+++ Textauszug

Jetzt erst recht... !!!

 

Diesmal können wir nicht mehr darauf vertrauen, daß "schon alles wieder gut" werde. Die Hoffnung darauf würde dazu führen, nach Beendigung der "heißen Phase" der Bombardierung wieder zur Tagesordnung überzugehen wie nach den Golfkriegen. Auch Wut und Trotz vieler Kriegsgegner blockieren auf Dauer nur. Angemessener ist vielleicht ein von Ernst Bloch angesprochener militanter Pessimismus.

Militanter Pessimismus

Nichts wird wieder, wie es war. Nach 8 Wochen Bombenkrieg in Jugoslawien, als "Kosovo-Krise" verniedlicht, ist die Welt eine andere als vorher:

  • Tausende Menschen mußten zusätzlich sterben. Die zerbombten materiellen Werte werden sich, wie immer, wieder aufbauen lassen. Die Umwelt jedoch wird auf Jahrzehnte in großen Maßstäben verseucht bleiben.
  • Das durchgesetzte "Recht des Stärkeren" hat alle Maßstäbe politischen Willens und Handelns auf den Kopf gestellt. Statt die völkerrechtlichen Institutionen zu stärken, werden sie durch ihre leichtfertige Aufgabe endgültig der Gefahr der Zerstörung ausgesetzt.
  • Statt daß alle übrigen potentiellen "Unruhefaktoren" sich der Machtdemonstration beugen, werden sie versuchen , sich in Zukunft zu schützen. Die A-Bombe in Indien bekommt jetzt ihren nachträglichen Sinn. Eine allgemeine Destabilisierung ist die Folge.
  • Die bedeutendsten Fähigkeiten und Eigenschaften der Menschen: die Mitmenschlichkeit, moralische Verletzlichkeit, das Bedürfnis nach Frieden und Freiheit wurden instrumentalisiert als Mittel der Kriegstreiberei. Diese moralischen Werte wurden mißbraucht zur Lähmung des Nachdenkens, der Vernunft, der rationalen Suche nach wirklichen Alternativen, die über das Entweder-Oder verschiedener Barbareiformen hinausgehen.

Es deutet sich an, daß die Prozesse im Balkan abgesehen von den blutigen Kämpfen ein Anzeichen für grundlegende Veränderungen sind. Die moderne Weltordnung zerfällt (Vukovic b), die "Moderne" hat ihre zivilisatorische Mission ausgespielt (Lohoff).

Die Weltgeschichte hat einen neuen "Bifurkationspunkt" erreicht. Es gibt immer "Potentiale" durch die gegebenen weltpolitischen und -wirtschaftlichen Strukturen, aber die Entscheidung zwischen relativ stabilen "Ruhelagen" fällt in den Bereichen, in denen im übertragenen Sinn eine Kugel auf Gipfeln oder Berggraten in die eine oder in die andere Richtung rollen kann. Kleine Ursachen und Anlässe haben dann weitreichende globale Veränderungen.

++++++
+++ Bereitgestellte Datensätze

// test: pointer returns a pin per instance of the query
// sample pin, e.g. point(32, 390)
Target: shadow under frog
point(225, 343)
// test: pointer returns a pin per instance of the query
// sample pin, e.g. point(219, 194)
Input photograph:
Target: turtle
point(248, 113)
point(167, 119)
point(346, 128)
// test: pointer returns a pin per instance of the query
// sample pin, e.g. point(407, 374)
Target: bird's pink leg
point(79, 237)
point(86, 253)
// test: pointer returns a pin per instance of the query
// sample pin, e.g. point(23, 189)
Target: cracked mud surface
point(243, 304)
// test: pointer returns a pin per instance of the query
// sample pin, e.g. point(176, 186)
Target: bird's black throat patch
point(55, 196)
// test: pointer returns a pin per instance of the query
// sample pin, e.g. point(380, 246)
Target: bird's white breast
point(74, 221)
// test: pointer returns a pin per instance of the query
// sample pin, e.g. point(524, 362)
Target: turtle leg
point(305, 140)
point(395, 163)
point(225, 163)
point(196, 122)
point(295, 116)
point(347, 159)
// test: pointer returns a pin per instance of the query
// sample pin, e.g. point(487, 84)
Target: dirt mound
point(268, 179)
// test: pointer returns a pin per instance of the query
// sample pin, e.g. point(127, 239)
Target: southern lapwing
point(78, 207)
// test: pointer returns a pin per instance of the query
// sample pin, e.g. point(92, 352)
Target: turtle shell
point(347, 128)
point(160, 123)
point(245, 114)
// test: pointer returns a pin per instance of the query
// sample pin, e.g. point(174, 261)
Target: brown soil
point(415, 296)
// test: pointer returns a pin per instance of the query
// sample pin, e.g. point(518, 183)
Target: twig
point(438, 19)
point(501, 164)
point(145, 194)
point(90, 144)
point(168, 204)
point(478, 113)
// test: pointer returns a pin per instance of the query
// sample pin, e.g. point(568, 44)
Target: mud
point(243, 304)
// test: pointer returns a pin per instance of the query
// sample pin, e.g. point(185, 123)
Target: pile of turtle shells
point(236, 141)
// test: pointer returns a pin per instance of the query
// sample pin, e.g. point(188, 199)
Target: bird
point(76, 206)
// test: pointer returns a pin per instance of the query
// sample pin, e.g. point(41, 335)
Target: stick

++++++

§ **Deine Aufgaben**
A – Gib aus dem Textauszug über den Bombenkrieg in Jugoslawien den Abschnitt von „Jetzt erst recht...“ bis „Maßstäben verseucht bleiben.“ wortgetreu aus.
B – Zähle die Zeilen der Datensätze, in denen die Zeichenfolge „turtle“ vorkommt. Nenne nur die Zahl.

§ **Ergebnisse je Aufgabe**
A –
Jetzt erst recht... !!!

 

Diesmal können wir nicht mehr darauf vertrauen, daß "schon alles wieder gut" werde. Die Hoffnung darauf würde dazu führen, nach Beendigung der "heißen Phase" der Bombardierung wieder zur Tagesordnung überzugehen wie nach den Golfkriegen. Auch Wut und Trotz vieler Kriegsgegner blockieren auf Dauer nur. Angemessener ist vielleicht ein von Ernst Bloch angesprochener militanter Pessimismus.

Militanter Pessimismus

Nichts wird wieder, wie es war. Nach 8 Wochen Bombenkrieg in Jugoslawien, als "Kosovo-Krise" verniedlicht, ist die Welt eine andere als vorher:

  • Tausende Menschen mußten zusätzlich sterben. Die zerbombten materiellen Werte werden sich, wie immer, wieder aufbauen lassen. Die Umwelt jedoch wird auf Jahrzehnte in großen Maßstäben verseucht bleiben.

B – 4